* [Task instructions]: Return every line of the records below that contains the word "helmet", treating case as significant.
————
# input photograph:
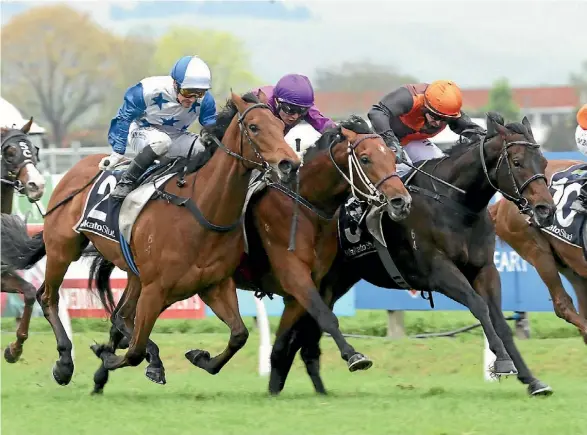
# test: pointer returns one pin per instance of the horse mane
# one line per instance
(355, 123)
(224, 117)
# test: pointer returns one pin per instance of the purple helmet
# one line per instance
(295, 89)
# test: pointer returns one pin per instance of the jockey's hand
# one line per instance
(110, 161)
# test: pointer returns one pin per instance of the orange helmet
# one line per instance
(444, 98)
(582, 117)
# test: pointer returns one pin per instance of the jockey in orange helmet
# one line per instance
(413, 113)
(580, 204)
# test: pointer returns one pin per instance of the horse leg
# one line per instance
(287, 343)
(149, 306)
(13, 283)
(296, 279)
(580, 285)
(448, 280)
(488, 284)
(223, 301)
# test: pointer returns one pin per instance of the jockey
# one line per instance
(410, 115)
(155, 116)
(292, 100)
(580, 204)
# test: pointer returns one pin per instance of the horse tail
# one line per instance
(19, 250)
(100, 271)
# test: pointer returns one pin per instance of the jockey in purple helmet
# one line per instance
(292, 100)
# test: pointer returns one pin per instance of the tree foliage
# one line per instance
(501, 100)
(57, 60)
(360, 77)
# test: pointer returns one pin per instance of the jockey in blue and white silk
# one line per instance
(155, 116)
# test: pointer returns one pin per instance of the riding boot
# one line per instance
(580, 203)
(137, 167)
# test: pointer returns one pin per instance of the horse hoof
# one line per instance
(198, 357)
(359, 362)
(505, 367)
(539, 388)
(9, 357)
(156, 374)
(62, 374)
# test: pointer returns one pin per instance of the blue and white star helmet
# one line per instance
(191, 72)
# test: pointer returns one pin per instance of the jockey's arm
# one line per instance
(132, 108)
(318, 121)
(464, 122)
(207, 110)
(396, 103)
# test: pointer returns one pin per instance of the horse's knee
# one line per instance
(239, 338)
(135, 356)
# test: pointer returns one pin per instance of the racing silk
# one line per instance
(581, 138)
(400, 114)
(153, 103)
(314, 117)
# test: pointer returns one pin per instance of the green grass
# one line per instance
(432, 386)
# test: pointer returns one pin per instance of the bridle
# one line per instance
(518, 199)
(373, 195)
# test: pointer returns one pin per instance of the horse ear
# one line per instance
(26, 128)
(240, 104)
(526, 123)
(262, 96)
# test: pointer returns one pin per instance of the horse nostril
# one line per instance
(543, 210)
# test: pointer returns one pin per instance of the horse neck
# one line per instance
(221, 184)
(320, 181)
(7, 193)
(466, 172)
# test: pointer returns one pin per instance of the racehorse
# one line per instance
(346, 159)
(178, 251)
(20, 174)
(548, 253)
(447, 244)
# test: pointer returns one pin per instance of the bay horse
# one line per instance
(548, 254)
(178, 251)
(349, 158)
(447, 244)
(19, 173)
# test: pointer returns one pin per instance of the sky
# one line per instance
(472, 42)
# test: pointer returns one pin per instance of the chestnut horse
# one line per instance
(176, 254)
(346, 159)
(548, 254)
(19, 173)
(447, 243)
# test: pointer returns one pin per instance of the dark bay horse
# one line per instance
(344, 159)
(548, 254)
(20, 174)
(447, 243)
(177, 253)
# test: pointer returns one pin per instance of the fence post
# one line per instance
(395, 324)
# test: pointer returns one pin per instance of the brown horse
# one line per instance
(178, 251)
(19, 173)
(548, 254)
(447, 244)
(341, 155)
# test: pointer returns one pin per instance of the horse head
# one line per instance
(19, 160)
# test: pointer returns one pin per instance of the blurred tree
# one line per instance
(579, 81)
(56, 60)
(360, 77)
(501, 100)
(223, 52)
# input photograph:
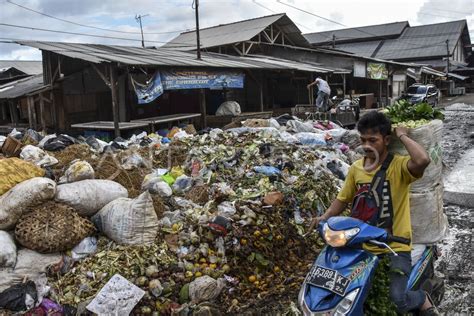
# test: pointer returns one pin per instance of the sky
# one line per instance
(165, 19)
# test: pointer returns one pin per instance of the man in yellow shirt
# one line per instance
(375, 129)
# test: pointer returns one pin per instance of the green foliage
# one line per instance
(378, 301)
(402, 111)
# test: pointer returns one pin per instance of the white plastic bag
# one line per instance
(7, 250)
(86, 247)
(89, 196)
(129, 221)
(77, 171)
(428, 221)
(37, 156)
(29, 264)
(18, 199)
(228, 108)
(205, 288)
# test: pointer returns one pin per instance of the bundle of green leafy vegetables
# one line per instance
(404, 111)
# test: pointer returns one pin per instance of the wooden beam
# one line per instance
(101, 75)
(42, 114)
(115, 105)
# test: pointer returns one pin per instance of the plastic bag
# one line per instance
(89, 196)
(77, 171)
(86, 247)
(182, 184)
(205, 288)
(267, 170)
(14, 171)
(19, 297)
(24, 195)
(25, 268)
(7, 250)
(228, 108)
(226, 209)
(311, 139)
(129, 221)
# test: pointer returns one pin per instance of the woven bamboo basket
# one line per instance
(52, 227)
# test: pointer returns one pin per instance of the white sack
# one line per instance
(37, 156)
(18, 199)
(129, 221)
(77, 171)
(429, 223)
(228, 108)
(7, 250)
(429, 136)
(25, 268)
(89, 196)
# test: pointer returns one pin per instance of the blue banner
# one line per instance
(148, 92)
(195, 79)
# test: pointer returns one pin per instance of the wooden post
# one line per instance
(43, 119)
(30, 103)
(344, 85)
(115, 105)
(202, 105)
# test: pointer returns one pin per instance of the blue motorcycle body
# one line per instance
(340, 278)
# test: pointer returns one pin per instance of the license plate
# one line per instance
(328, 279)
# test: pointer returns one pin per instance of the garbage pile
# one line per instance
(205, 223)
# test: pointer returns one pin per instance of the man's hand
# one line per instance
(401, 130)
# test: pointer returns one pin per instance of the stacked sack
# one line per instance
(428, 221)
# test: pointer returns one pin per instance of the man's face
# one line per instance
(374, 144)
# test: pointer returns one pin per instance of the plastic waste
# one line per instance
(182, 184)
(7, 250)
(267, 170)
(85, 248)
(77, 171)
(19, 297)
(205, 288)
(18, 199)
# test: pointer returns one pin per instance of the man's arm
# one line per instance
(419, 158)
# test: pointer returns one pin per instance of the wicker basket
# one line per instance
(52, 227)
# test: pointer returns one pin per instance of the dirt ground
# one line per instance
(456, 262)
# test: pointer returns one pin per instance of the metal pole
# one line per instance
(198, 42)
(447, 58)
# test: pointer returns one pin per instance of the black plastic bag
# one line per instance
(58, 143)
(19, 297)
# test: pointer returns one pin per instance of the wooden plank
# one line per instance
(115, 105)
(42, 114)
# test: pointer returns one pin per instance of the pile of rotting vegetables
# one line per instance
(244, 201)
(262, 254)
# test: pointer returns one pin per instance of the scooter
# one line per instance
(340, 278)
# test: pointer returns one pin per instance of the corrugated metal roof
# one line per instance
(358, 33)
(423, 41)
(297, 65)
(236, 32)
(168, 57)
(145, 56)
(29, 67)
(362, 48)
(21, 87)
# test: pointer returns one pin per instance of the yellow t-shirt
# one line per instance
(397, 181)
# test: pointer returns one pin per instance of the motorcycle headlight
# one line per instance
(344, 307)
(338, 238)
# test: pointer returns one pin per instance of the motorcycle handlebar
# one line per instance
(401, 240)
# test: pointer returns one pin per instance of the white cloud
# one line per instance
(177, 15)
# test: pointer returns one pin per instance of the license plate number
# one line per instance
(328, 279)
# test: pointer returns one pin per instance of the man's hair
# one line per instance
(376, 122)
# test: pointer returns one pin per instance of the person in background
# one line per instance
(324, 91)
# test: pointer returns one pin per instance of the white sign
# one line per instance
(118, 297)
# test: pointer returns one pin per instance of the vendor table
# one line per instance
(152, 121)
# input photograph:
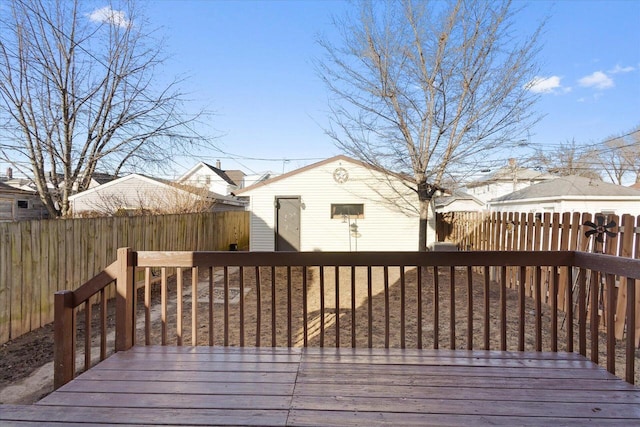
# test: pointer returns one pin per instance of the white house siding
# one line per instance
(384, 226)
(215, 183)
(603, 204)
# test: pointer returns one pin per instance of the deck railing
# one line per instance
(505, 301)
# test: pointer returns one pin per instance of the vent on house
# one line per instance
(344, 210)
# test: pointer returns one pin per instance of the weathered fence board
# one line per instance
(38, 258)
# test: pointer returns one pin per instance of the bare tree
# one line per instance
(79, 92)
(569, 158)
(426, 88)
(620, 156)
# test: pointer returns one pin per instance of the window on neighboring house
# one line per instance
(343, 210)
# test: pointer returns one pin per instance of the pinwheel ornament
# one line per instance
(600, 229)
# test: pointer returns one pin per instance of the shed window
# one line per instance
(342, 210)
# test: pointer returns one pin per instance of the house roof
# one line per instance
(159, 182)
(570, 186)
(442, 201)
(508, 174)
(222, 174)
(236, 176)
(341, 157)
(5, 188)
(103, 178)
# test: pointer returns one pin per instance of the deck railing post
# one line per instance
(124, 300)
(64, 339)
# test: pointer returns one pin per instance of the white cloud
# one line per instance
(599, 80)
(619, 69)
(109, 16)
(544, 84)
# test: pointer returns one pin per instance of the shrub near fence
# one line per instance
(548, 232)
(38, 258)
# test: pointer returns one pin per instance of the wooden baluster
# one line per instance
(179, 283)
(64, 349)
(469, 308)
(503, 308)
(419, 290)
(124, 301)
(259, 304)
(194, 306)
(87, 334)
(147, 306)
(163, 304)
(522, 307)
(337, 303)
(211, 304)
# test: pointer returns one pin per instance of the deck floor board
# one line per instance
(342, 387)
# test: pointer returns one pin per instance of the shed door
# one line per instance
(287, 223)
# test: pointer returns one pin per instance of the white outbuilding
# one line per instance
(571, 194)
(338, 204)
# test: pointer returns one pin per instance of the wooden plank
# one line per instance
(476, 407)
(213, 388)
(5, 290)
(16, 281)
(27, 276)
(452, 391)
(304, 417)
(140, 416)
(626, 251)
(175, 401)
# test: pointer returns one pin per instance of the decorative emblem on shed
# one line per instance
(340, 175)
(600, 229)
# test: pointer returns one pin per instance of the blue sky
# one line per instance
(251, 63)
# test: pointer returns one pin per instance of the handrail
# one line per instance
(544, 276)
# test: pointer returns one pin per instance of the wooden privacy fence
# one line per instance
(38, 258)
(515, 231)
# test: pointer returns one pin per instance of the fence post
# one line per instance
(124, 300)
(64, 342)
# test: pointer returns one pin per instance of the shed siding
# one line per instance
(385, 226)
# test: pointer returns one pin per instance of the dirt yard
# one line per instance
(20, 357)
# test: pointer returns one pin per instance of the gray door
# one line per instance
(287, 223)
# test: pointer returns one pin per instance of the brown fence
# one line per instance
(514, 231)
(38, 258)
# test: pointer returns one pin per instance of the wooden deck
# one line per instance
(313, 386)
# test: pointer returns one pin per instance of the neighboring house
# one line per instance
(571, 194)
(213, 178)
(504, 181)
(18, 204)
(339, 204)
(458, 201)
(254, 179)
(138, 193)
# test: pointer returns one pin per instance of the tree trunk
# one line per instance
(424, 225)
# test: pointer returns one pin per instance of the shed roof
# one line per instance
(570, 186)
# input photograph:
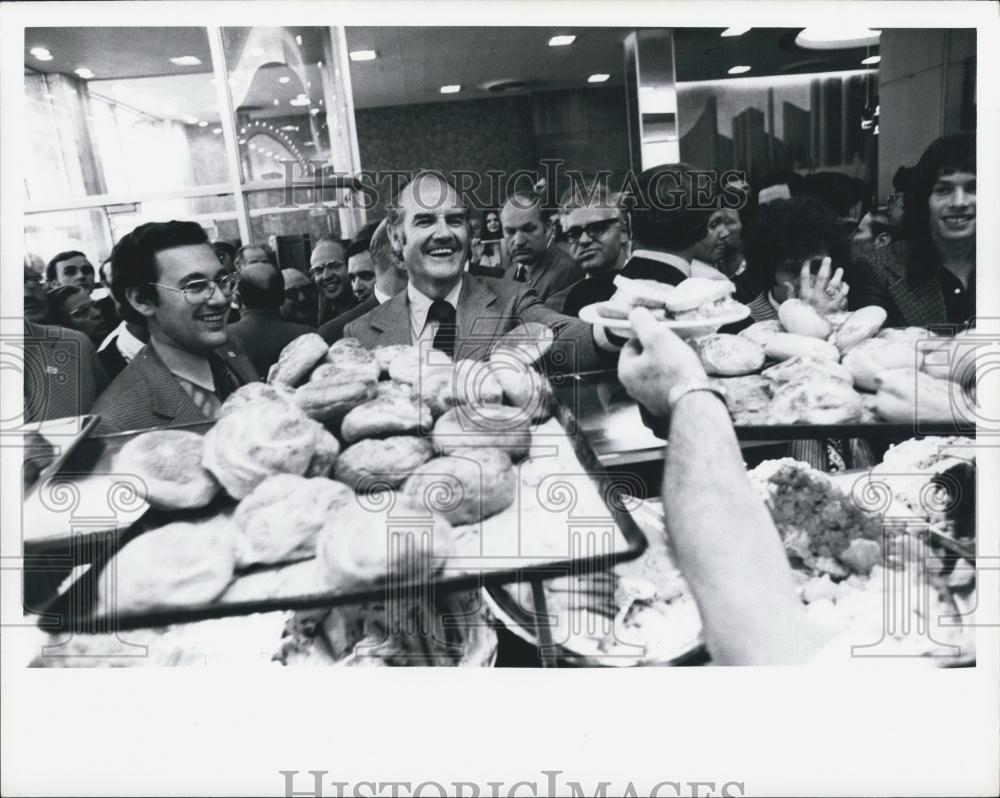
————
* [Exercise solution]:
# test: pointer returns one pin per instance of the purple helmet
# test: pointer returns one pin per instance of the orange helmet
# test: pointer returns one pin per instance of the jockey in orange helmet
# test: pointer returns one pin per instance of the jockey in purple helmet
# test: pointer returns one pin per instance of the blue and white star helmet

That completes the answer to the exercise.